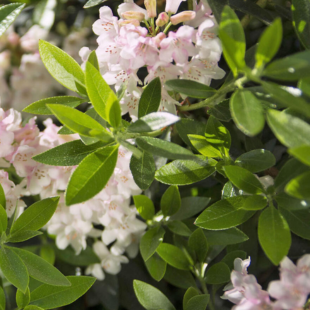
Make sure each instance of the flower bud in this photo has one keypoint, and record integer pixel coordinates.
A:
(133, 15)
(182, 17)
(134, 22)
(162, 19)
(150, 6)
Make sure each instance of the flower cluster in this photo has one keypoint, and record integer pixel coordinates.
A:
(289, 293)
(124, 47)
(110, 209)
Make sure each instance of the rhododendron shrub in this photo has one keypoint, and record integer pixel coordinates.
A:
(169, 149)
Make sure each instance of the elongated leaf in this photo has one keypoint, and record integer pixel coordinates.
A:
(36, 216)
(183, 172)
(50, 297)
(269, 43)
(274, 234)
(301, 20)
(150, 99)
(191, 88)
(256, 160)
(247, 112)
(80, 122)
(92, 175)
(299, 187)
(41, 270)
(102, 97)
(8, 14)
(290, 130)
(150, 297)
(67, 154)
(173, 256)
(39, 107)
(244, 179)
(163, 148)
(224, 214)
(153, 121)
(150, 241)
(62, 67)
(233, 40)
(13, 268)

WHAT NEEDS TO BE DONE:
Except for the pictures, give the data again word for word.

TASK OUTPUT:
Make sure each instance of the flower bud in this photo has one keypoint, and record integer pixel coordinates.
A:
(133, 15)
(182, 17)
(134, 22)
(162, 19)
(150, 6)
Make sure each instance of the flower cluster in this photo has one keypoint, and record integer pixel coordinates.
A:
(289, 293)
(124, 47)
(110, 209)
Make sure each instance of the rhododendron shrub in this photo has one keypoint, and record integer pixel coordinates.
A:
(169, 149)
Make sure each instance of the elongated leaf in this photo has one keypoint, and record integer pixel coordinates.
A:
(36, 216)
(183, 172)
(50, 297)
(269, 43)
(274, 234)
(301, 20)
(150, 99)
(191, 88)
(256, 160)
(247, 112)
(80, 122)
(92, 175)
(299, 187)
(41, 270)
(102, 97)
(8, 14)
(290, 130)
(150, 297)
(67, 154)
(173, 256)
(39, 107)
(244, 179)
(163, 148)
(224, 214)
(153, 121)
(150, 241)
(62, 67)
(233, 40)
(13, 268)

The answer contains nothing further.